* _Task statement_: Copy the part of the material that opens with the line containing "TARGET: name badge on shirt" and runs through its final line, keeping every line unchanged.

* _Materials provided_:
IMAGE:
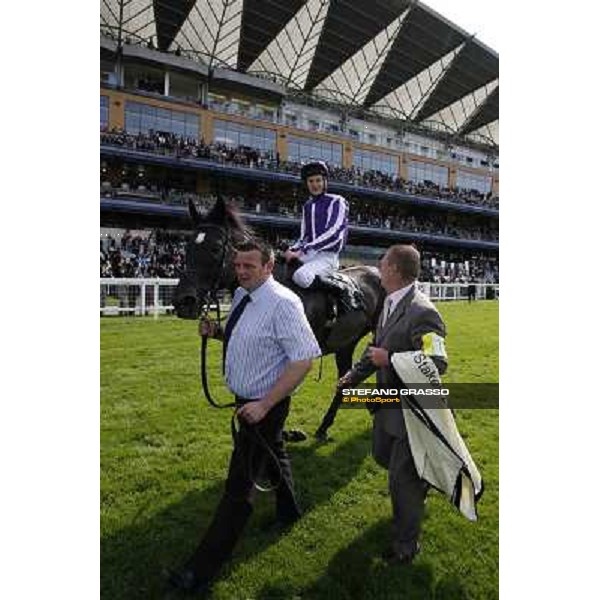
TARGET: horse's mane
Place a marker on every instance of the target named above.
(229, 215)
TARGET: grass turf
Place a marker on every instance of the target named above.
(164, 456)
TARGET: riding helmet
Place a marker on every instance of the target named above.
(317, 167)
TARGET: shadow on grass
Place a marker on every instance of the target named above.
(133, 559)
(357, 573)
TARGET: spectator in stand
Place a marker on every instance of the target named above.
(169, 143)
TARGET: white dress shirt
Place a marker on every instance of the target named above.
(391, 301)
(271, 332)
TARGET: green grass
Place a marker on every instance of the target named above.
(164, 457)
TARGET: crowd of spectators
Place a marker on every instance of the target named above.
(365, 213)
(162, 254)
(142, 255)
(181, 147)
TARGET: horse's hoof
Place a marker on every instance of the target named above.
(321, 436)
(294, 436)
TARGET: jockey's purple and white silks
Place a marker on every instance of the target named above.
(324, 224)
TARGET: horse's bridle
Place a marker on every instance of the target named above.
(211, 296)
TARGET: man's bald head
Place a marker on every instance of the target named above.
(400, 266)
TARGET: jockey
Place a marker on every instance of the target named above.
(323, 232)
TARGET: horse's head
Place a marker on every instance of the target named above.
(208, 258)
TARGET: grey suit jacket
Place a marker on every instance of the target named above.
(413, 317)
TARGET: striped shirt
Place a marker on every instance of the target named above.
(324, 224)
(271, 332)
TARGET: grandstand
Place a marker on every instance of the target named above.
(231, 97)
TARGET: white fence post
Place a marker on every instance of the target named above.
(156, 286)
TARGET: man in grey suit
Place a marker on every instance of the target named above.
(408, 317)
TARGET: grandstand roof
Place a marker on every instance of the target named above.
(397, 58)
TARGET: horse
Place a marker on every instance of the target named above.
(209, 268)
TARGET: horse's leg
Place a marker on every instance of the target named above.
(343, 361)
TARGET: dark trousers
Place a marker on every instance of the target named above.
(235, 506)
(407, 490)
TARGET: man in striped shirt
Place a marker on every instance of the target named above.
(268, 347)
(323, 231)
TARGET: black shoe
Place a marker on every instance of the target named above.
(186, 581)
(391, 557)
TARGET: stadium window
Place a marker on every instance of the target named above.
(184, 87)
(142, 118)
(216, 102)
(472, 181)
(366, 160)
(302, 149)
(418, 172)
(240, 107)
(237, 134)
(103, 112)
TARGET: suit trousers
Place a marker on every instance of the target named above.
(407, 490)
(235, 506)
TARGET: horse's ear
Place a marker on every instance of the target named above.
(194, 214)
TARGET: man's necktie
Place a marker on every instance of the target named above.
(388, 310)
(231, 323)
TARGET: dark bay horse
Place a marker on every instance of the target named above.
(209, 267)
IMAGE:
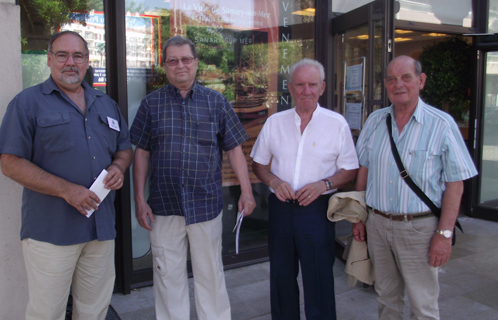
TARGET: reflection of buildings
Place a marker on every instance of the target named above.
(139, 35)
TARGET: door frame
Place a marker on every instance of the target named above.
(368, 14)
(482, 45)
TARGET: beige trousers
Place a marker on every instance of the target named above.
(170, 239)
(399, 251)
(86, 268)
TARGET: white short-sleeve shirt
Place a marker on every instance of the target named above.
(325, 147)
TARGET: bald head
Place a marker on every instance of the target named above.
(404, 80)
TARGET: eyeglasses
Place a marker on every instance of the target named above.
(174, 62)
(61, 56)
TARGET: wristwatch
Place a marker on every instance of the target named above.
(445, 233)
(329, 184)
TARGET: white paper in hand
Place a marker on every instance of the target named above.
(236, 228)
(99, 189)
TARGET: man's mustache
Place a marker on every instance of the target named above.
(74, 69)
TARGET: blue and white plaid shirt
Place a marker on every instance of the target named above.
(431, 148)
(186, 139)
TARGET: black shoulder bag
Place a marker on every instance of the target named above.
(409, 181)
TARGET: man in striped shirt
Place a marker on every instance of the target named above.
(406, 242)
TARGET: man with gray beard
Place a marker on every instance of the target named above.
(55, 140)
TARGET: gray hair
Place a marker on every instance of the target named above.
(61, 33)
(178, 41)
(416, 65)
(307, 62)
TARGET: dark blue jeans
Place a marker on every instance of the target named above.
(301, 235)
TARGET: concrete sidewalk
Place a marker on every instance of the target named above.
(469, 285)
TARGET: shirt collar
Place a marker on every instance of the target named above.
(192, 93)
(315, 114)
(49, 86)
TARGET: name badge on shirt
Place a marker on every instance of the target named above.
(113, 123)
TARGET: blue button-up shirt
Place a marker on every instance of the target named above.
(45, 127)
(431, 148)
(186, 139)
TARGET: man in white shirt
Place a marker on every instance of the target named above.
(311, 152)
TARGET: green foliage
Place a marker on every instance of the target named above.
(447, 66)
(209, 54)
(34, 68)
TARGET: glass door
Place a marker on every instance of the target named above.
(362, 47)
(485, 186)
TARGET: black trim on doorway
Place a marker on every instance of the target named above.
(115, 37)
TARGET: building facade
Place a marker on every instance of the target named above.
(245, 49)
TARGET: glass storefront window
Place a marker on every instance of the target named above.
(452, 12)
(343, 6)
(493, 16)
(489, 165)
(40, 19)
(245, 50)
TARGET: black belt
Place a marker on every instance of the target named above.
(403, 217)
(295, 202)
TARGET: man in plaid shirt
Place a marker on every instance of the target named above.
(181, 131)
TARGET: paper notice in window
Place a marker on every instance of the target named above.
(236, 229)
(99, 189)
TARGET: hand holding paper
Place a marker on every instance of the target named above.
(99, 189)
(238, 223)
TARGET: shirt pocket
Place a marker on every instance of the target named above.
(206, 133)
(423, 163)
(56, 132)
(108, 135)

* _Reply to the exercise_:
TARGET: name badge on shirt
Place a marker on every instance of the target named above.
(113, 123)
TARGET: blue button-up shirt
Place a marker on every instance of the target named above.
(45, 127)
(431, 148)
(186, 139)
TARGET: man in white shirt
Place a marker on every instance of the target named above.
(311, 152)
TARGET: green foliage
Place a marker on every instance of the target named above.
(447, 66)
(209, 54)
(34, 68)
TARGET: glass door
Place a marker on every instance of the target named above.
(362, 47)
(485, 186)
TARGET: black trim on doorway
Place a marker on every instance of the target named above.
(115, 37)
TARGET: building facade
Place a marker on every instance of the target named above.
(245, 49)
TARGET: glass storefront window
Place a marker on every instance of the target named above.
(452, 12)
(343, 6)
(493, 16)
(489, 165)
(40, 19)
(245, 50)
TARGET: black belt
Place a marker on every instance of the target named above.
(403, 217)
(295, 202)
TARGET: man in plaid shirt
Place a marker on every instance of the target named above.
(181, 131)
TARGET: paper notice in window
Place a marker on every instance of the target named above.
(236, 229)
(99, 189)
TARGET: hand holding paper
Place a marker on every instance of the target named above.
(99, 189)
(238, 223)
TARGET: shirt pocket
Place a marker on every instance of the target named above.
(206, 133)
(423, 163)
(56, 132)
(108, 135)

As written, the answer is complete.